REQUIRED WORK
Word for word, restate every line from the one with "Every instance of the shadow on grass" through the end of the records below, both included, and add nothing.

TASK INPUT
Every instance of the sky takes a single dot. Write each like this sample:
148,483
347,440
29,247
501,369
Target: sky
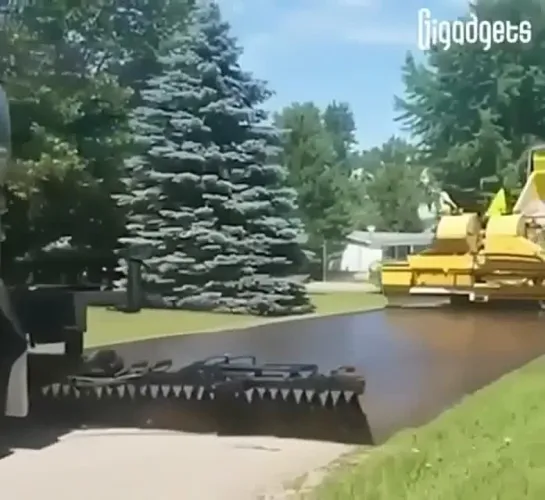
343,50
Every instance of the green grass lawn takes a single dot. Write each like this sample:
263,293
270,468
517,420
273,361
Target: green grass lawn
490,446
109,327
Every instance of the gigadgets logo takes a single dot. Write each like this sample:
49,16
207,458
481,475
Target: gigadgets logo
432,32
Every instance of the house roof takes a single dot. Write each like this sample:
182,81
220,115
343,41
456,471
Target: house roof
377,239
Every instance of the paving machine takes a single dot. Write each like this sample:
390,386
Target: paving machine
495,258
101,389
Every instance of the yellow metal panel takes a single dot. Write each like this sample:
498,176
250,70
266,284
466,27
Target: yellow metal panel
444,263
505,225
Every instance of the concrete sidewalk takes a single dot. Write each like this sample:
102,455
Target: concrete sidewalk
148,465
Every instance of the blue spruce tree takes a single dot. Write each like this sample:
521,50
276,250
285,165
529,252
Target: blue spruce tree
208,205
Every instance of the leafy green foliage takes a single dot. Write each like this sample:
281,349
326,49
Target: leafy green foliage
391,187
316,171
474,110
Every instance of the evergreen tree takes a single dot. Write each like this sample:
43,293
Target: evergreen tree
207,204
475,110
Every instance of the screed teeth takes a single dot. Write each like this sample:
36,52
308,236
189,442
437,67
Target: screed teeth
301,397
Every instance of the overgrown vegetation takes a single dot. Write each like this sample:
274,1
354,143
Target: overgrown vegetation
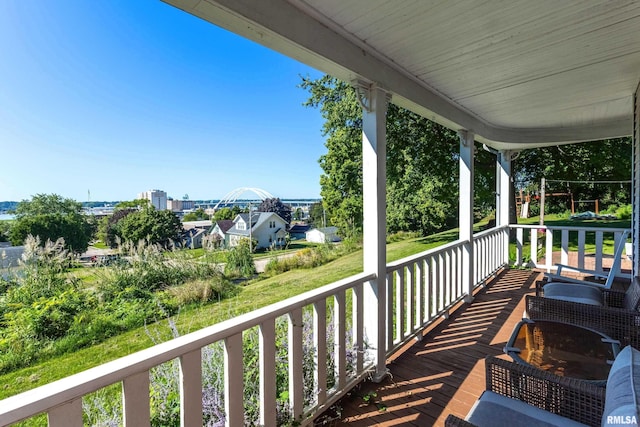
46,310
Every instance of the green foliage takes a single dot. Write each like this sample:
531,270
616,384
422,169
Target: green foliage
239,260
276,205
201,291
608,160
51,217
5,228
160,227
621,212
307,258
225,213
108,230
45,311
422,166
197,215
317,216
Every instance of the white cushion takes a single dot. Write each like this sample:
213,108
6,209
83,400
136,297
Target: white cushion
623,390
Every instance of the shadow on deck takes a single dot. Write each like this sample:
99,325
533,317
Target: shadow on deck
443,373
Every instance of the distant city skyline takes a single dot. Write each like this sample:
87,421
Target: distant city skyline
103,100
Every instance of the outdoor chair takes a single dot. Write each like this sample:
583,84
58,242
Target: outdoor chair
618,316
518,395
560,286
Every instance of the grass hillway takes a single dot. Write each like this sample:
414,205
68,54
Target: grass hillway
254,294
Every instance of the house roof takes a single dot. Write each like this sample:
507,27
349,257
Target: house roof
517,73
299,228
326,230
197,224
257,218
225,224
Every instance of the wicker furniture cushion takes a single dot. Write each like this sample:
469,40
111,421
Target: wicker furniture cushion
574,292
495,410
623,390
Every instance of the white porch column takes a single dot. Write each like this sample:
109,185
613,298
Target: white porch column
635,185
503,197
465,211
374,170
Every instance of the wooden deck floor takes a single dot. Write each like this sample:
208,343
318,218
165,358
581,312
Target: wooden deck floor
443,373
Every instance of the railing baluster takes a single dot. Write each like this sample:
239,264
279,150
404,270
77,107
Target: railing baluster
358,332
581,242
599,241
190,389
67,415
428,294
320,341
390,311
534,246
399,284
564,251
519,245
233,380
410,312
340,348
296,380
267,343
419,314
549,249
135,396
448,280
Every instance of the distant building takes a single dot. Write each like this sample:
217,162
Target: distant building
298,231
158,198
217,236
323,235
266,228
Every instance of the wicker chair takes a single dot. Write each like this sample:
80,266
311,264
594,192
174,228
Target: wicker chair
618,318
559,399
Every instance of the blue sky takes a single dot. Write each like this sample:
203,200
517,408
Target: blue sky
117,97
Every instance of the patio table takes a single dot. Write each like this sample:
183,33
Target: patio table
563,349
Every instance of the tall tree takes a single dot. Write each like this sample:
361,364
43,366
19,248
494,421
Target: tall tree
317,215
275,205
422,164
157,226
574,168
50,216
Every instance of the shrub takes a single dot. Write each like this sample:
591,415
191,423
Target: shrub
201,290
164,387
239,260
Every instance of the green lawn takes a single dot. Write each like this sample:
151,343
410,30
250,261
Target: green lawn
253,295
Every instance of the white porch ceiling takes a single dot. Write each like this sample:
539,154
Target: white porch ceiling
515,72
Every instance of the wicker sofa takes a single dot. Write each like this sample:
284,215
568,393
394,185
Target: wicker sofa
518,395
618,317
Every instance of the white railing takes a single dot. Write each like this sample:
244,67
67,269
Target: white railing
62,400
543,241
419,289
425,286
490,253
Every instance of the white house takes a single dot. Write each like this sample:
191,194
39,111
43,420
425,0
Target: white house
322,235
158,198
266,228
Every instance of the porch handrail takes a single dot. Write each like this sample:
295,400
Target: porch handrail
420,288
563,243
67,392
423,287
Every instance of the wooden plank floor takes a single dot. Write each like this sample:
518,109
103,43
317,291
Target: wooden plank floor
443,373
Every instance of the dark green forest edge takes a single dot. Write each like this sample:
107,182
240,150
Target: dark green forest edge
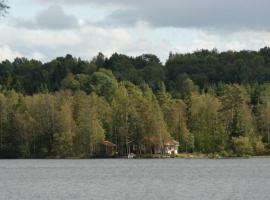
213,103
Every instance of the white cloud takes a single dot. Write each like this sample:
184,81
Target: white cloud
6,53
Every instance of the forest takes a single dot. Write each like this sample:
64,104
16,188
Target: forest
209,101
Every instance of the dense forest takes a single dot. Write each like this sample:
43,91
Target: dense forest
209,101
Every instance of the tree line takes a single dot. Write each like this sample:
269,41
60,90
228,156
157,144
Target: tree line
67,107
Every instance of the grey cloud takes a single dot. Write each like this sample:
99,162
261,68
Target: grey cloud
225,14
53,18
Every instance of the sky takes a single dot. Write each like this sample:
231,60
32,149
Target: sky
46,29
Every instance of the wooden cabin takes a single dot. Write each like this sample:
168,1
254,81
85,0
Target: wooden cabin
153,145
107,149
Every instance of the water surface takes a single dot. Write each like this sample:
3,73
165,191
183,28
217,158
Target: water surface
120,179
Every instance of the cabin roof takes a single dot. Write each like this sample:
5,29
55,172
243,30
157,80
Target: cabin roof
108,143
156,140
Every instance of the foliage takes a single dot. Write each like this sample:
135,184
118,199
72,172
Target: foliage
209,102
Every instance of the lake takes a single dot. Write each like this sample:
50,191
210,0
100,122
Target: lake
123,179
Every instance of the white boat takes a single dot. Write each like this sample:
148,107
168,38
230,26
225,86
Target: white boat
131,155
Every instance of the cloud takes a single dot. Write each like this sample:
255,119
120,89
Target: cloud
6,53
217,14
53,18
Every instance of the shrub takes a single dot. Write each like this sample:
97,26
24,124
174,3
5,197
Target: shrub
242,146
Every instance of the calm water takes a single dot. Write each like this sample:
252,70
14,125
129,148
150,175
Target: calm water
243,179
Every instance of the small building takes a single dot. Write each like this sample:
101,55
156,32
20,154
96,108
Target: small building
107,149
154,145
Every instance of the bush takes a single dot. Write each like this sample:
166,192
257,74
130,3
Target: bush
242,146
258,146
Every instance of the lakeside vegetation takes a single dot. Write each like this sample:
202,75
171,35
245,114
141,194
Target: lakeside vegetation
210,102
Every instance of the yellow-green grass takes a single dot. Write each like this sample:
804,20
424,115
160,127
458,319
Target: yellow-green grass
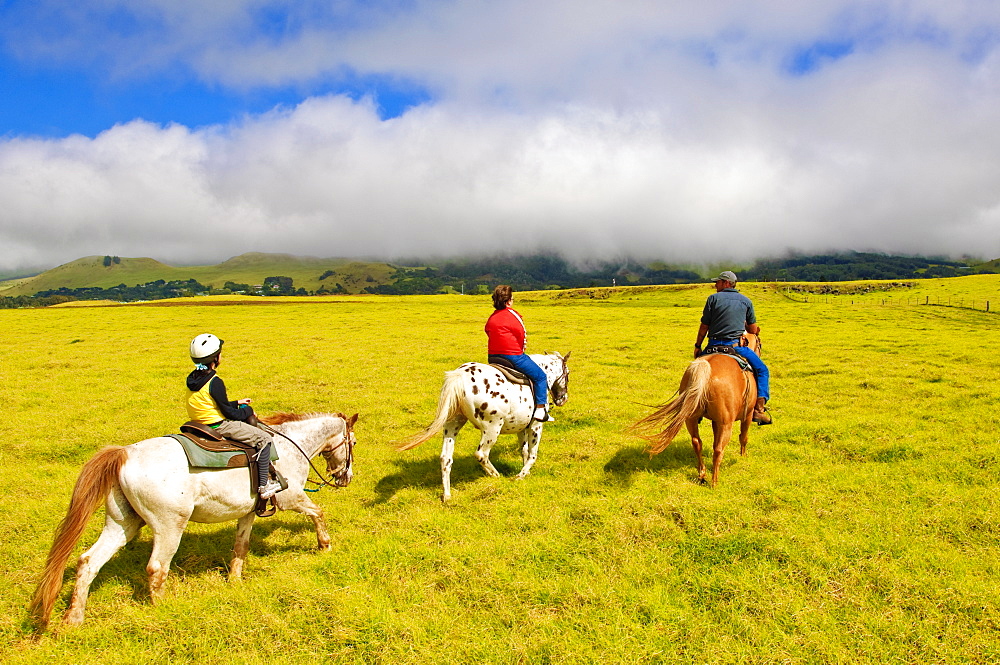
252,268
862,527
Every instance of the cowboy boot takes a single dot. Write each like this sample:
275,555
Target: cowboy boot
760,414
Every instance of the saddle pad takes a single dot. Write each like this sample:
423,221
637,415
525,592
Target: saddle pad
728,350
512,375
223,454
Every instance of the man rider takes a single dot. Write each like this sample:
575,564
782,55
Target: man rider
727,315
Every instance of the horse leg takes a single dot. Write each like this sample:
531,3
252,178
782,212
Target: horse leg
242,546
722,432
166,537
491,430
692,426
121,524
451,430
301,503
530,439
745,433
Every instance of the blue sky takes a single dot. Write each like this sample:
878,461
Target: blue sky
595,128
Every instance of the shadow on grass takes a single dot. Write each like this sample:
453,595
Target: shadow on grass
634,459
425,473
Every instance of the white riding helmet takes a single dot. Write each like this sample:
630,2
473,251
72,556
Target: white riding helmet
205,347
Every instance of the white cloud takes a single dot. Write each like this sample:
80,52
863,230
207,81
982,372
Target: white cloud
597,128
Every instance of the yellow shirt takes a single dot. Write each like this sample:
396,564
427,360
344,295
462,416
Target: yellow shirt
202,407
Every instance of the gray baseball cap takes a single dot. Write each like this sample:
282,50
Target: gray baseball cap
725,275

ANSWER TO THIS TASK
Every instance of the shadow on grass takes a single dot. Write each like this sample:
453,595
Target: shadow on grass
634,459
425,473
Every instance of the white riding helmet takes a single dot. Write each like this sample:
630,2
473,251
72,556
Target: white riding helmet
205,347
Every instance of the white cloud takes a single dot. Write each like this sample:
80,52
863,230
207,81
982,372
Target: white cloud
597,128
Every instance of the yellow shirt takes a single dot. Write each like this sample:
396,564
427,360
344,295
462,416
Target: yellow shirt
202,407
Every instance of the gray baseball cap takes a single dot. Write each like this sample:
282,50
Target: gray baseball cap
725,275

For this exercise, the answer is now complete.